Point-based annotation data:
• • •

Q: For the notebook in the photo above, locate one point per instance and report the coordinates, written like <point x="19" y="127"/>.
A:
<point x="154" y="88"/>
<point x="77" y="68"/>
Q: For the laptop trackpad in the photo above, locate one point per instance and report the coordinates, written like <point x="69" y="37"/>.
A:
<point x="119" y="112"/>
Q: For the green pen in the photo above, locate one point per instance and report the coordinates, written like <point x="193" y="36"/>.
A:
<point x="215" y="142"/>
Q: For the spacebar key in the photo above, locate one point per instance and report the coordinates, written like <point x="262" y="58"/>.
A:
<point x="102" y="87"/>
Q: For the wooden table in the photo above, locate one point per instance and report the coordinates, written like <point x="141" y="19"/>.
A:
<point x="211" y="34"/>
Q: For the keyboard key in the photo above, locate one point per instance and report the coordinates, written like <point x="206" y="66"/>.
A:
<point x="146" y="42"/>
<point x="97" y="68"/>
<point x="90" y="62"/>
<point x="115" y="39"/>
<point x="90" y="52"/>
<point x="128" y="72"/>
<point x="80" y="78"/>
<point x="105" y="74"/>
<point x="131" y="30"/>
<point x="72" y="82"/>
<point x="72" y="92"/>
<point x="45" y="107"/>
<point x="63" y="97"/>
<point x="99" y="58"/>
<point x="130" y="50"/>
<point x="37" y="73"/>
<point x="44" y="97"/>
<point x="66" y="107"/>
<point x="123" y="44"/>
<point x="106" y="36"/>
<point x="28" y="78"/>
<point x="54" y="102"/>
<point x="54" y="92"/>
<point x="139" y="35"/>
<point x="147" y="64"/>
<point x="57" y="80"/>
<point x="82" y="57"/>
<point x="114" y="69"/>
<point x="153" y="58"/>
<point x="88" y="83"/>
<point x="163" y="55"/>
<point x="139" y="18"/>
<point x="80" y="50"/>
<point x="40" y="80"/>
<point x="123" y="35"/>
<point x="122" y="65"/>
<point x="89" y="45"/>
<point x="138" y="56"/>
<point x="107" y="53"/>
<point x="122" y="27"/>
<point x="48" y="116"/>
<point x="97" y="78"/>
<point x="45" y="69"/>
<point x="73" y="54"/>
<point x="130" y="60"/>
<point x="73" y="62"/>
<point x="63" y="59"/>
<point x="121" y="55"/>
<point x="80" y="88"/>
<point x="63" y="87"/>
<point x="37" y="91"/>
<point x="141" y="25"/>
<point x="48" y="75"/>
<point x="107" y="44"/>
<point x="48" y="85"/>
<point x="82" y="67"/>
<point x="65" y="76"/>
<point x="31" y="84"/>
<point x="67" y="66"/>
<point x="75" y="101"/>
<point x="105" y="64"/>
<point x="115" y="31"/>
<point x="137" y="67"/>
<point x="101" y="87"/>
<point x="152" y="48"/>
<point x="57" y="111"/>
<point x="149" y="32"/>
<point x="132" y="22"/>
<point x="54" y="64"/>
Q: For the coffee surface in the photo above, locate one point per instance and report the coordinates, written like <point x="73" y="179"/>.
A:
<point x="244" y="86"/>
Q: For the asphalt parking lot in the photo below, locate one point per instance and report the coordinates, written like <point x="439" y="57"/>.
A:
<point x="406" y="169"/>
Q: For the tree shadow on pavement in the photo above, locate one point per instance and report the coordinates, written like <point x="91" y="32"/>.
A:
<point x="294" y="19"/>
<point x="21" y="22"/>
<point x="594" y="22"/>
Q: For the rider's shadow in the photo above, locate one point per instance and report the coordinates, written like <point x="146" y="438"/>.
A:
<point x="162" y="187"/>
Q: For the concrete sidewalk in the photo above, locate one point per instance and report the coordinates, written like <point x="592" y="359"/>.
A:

• • •

### Set problem
Reproduce the lines from the one containing "Q: For the coffee" to the end of the entries, keeping both ends and adding nothing.

### Solution for this problem
Q: For the coffee surface in the photo above, locate one point per instance and report the coordinates, written like <point x="73" y="179"/>.
A:
<point x="244" y="86"/>
Q: For the asphalt parking lot in the photo below, locate one point per instance and report the coordinates, written like <point x="439" y="57"/>.
A:
<point x="406" y="169"/>
Q: For the tree shadow on pavement in the photo above, locate one point per instance and report the coordinates, written like <point x="91" y="32"/>.
A:
<point x="294" y="19"/>
<point x="21" y="22"/>
<point x="594" y="22"/>
Q: For the rider's shadow in the photo above, locate one point per instance and report the coordinates, written like <point x="146" y="438"/>.
A:
<point x="162" y="187"/>
Q: For the concrete sidewalk in the photo above, locate one point per instance and report the coordinates, written like <point x="592" y="359"/>.
A:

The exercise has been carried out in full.